- [Given passage]:
*****
When a system with large amounts of memory has several millions of
negative dentries in a single directory, a softlockup can occur while
adding an inotify watch:
watchdog: BUG: soft lockup - CPU#20 stuck for 9s! [inotifywait:9528]
CPU: 20 PID: 9528 Comm: inotifywait Kdump: loaded Not tainted 5.16.0-rc4.20211208.el8uek.rc1.x86_64 #1
Hardware name: QEMU Standard PC (i440FX + PIIX, 1996), BIOS 1.4.1 12/03/2020
RIP: 0010:__fsnotify_update_child_dentry_flags+0xad/0x120
Call Trace:
<TASK>
fsnotify_add_mark_locked+0x113/0x160
inotify_new_watch+0x130/0x190
inotify_update_watch+0x11a/0x140
__x64_sys_inotify_add_watch+0xef/0x140
do_syscall_64+0x3b/0x90
entry_SYSCALL_64_after_hwframe+0x44/0xae
This patch series is a modified version of the following:
https://lore.kernel.org/linux-fsdevel/1611235185-1685-1-git-send-email-gautham.ananthakrishna@oracle.com/
The strategy employed by this series is to move negative dentries to the
end of the d_subdirs list, and mark them with a flag as "tail negative".
*****
- [Exercise tasks]:
a - Translate this sentence from the inotify softlockup patch description into Spanish: "The strategy employed by this series is to move negative dentries to the end of the d_subdirs list, and mark them with a flag as "tail negative"."
b - Extend the inotify softlockup patch description by writing what follows its final sentence.

(Photo-based point labeling records)
*****
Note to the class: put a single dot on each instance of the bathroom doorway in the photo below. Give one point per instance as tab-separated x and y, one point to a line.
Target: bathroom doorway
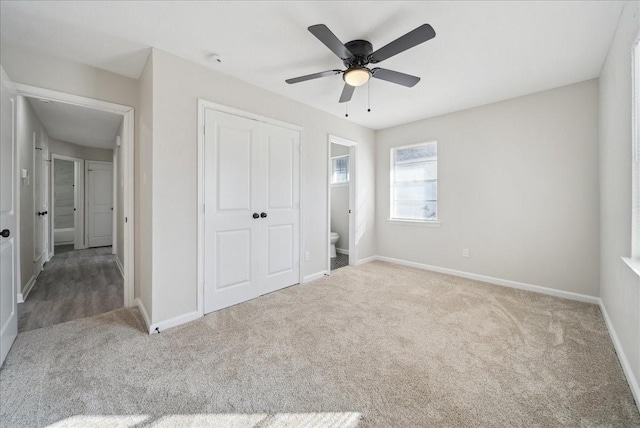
341	203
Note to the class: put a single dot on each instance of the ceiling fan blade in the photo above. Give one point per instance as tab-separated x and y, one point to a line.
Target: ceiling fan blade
395	77
313	76
330	40
412	38
347	93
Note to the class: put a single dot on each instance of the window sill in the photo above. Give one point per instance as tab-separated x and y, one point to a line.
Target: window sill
423	223
633	263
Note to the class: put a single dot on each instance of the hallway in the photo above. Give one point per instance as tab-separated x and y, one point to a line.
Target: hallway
73	284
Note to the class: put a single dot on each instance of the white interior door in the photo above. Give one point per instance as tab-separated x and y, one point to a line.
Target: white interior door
99	203
281	197
40	202
232	234
8	221
252	209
*****
- [Answers in order]:
a - La estrategia empleada por esta serie consiste en mover las dentries negativas al final de la lista d_subdirs y marcarlas con un indicador como "tail negative".

b -
Then, readers of the d_subdirs list, which are only interested in
positive dentries, can stop reading once they reach the first tail
negative dentry. By applying this patch, I'm able to avoid the above
softlockup caused by 200 million negative dentries on my test system.
Inotify watches are set up nearly instantly.
Previously, Al expressed concern for:
1. Possible memory corruption due to use of lock_parent() in
sweep_negative(), see patch 01 for fix.
2. The previous patch didn't catch all ways a negative dentry could
become positive (d_add, d_instantiate_new), see patch 01.
3. The previous series contained a new negative dentry limit, which
capped the negative dentry count at around 3 per hash bucket. I've
dropped this patch from the series.
Patches 2-4 are unmodified from the previous posting.
Konstantin Khlebnikov (3):
fsnotify: stop walking child dentries if remaining tail is negative
dcache: add action D_WALK_SKIP_SIBLINGS to d_walk()
dcache: stop walking siblings if remaining dentries all negative
Stephen Brennan (1):
dcache: sweep cached negative dentries to the end of list of siblings
fs/dcache.c | 101 +++++++++++++++++++++++++++++++++++++++--
fs/libfs.c | 3 ++
fs/notify/fsnotify.c | 6 ++-
include/linux/dcache.h | 6 +++
4 files changed, 110 insertions(+), 6 deletions(-)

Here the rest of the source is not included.